> _Study text_:

§ §

The $4 billion question: why have specialist copayments risen by 35%?

Budget

By Michael Woodhead

16 Sep 2019

Academics are questioning why specialists have increased their consultation fees to make out of pocket healthcare expenses for patients rise by 35% in recent years, ahead of other healthcare costs and the cost of living index.

Average out of pocket costs on specialist fees rose from $325 in 2009-2010 to $438 in 2015-16 according to Australian Bureau of Statistics surveys of more than 10,000 households.

The rise in specialist copayments was in contrast to other healthcare out of pocket costs which remained relatively stable for medications and dentist fees, and increased by a modest 11% for GP consultations from $86 to $96 per household, according to Sydney University researchers.

They said the increase in out of pocket expenditure on specialist copayments – equivalent to $4 billion in gap fees a year – was much greater than the rise in total household expenditure (up 15%) and expenses for healthcare overall (25% rise).

And yet there was no evidence that large out of pocket costs for specialists were related to better quality of care or increased access to care. Other areas of increased healthcare expenses were private health insurance premiums (51% rise) and co-payments to ‘other health professionals’ (42% rise).

The study authors said the upward drift in out of pocket expenses likely reflected a dismantling by stealth of the Medicare system of universal healthcare.

“The progressive movement of healthcare costs from public to person has occurred without policy debate, slowly and steadily with small steps, such as freezing Medicare rebates for various medical services, and so it may be imperative for practitioners to seek, beyond simple efficiency savings, an increasing copayment from patients,” they wrote in Australian Health Review.

“Practitioners should take account of the effect of increasing copayments for their services, especially on patients belonging to the lower socioeconomic categories …Increasing copayments may lead to people foregoing medical care,” they wrote.

Key findings:

  • Households OOP expenses on healthcare: $4,290, (5.8% of total household expenditure).
  • Private health insurance ($1744) accounted for 41% of household healthcare costs.
  • Households with private health insurance had fourfold higher OOP costs than those without insurance ($6295 vs $1457).
  • Richer households spent more on OOP costs than poorest ($7368 vs $2116)  but a smaller proportion of household budget (5.5% vs 6.4%).

§ §

> _Given information_:
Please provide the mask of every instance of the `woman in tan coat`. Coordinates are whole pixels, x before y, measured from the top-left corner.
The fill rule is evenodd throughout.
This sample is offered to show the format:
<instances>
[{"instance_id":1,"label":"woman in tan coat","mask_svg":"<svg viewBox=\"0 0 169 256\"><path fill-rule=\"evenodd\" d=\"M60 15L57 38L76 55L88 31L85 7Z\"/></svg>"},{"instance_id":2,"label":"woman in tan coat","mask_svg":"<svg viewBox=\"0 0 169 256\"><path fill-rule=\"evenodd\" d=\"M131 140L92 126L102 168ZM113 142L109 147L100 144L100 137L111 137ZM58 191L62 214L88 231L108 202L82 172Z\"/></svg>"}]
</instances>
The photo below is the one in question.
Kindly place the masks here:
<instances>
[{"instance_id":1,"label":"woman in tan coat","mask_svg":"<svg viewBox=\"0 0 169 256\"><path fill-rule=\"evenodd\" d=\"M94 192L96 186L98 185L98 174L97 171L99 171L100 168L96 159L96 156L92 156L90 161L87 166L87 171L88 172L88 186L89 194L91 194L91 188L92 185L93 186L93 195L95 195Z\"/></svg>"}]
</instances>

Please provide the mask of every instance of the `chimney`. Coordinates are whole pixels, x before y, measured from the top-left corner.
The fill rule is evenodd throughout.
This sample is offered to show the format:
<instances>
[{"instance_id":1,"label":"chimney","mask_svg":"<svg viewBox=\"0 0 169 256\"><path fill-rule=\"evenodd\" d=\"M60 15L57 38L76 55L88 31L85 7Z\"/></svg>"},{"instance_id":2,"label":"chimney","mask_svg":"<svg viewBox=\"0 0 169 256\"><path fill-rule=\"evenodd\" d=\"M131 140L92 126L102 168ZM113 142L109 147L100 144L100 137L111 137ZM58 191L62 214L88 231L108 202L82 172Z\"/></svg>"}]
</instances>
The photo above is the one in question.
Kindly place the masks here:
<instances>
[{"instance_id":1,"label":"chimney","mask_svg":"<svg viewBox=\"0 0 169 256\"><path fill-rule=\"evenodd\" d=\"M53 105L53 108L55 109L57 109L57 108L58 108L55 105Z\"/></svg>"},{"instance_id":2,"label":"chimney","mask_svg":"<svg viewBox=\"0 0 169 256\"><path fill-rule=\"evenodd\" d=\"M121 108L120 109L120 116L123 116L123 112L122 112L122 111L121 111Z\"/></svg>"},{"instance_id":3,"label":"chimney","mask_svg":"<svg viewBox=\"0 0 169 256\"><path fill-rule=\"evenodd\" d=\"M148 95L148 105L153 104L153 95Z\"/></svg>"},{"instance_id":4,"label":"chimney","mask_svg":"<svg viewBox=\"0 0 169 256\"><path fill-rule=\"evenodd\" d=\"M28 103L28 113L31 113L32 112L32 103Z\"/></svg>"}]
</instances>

§ §

> _What you have to do_: Rewrite the stretch of the specialist copayments article from "Average out of" through "Sydney University researchers.", replacing "Australian Bureau of Statistics" with "ABS". The listing that comes after the article isn't needed here.

> _Answer box_:
Average out of pocket costs on specialist fees rose from $325 in 2009-2010 to $438 in 2015-16 according to ABS surveys of more than 10,000 households.

The rise in specialist copayments was in contrast to other healthcare out of pocket costs which remained relatively stable for medications and dentist fees, and increased by a modest 11% for GP consultations from $86 to $96 per household, according to Sydney University researchers.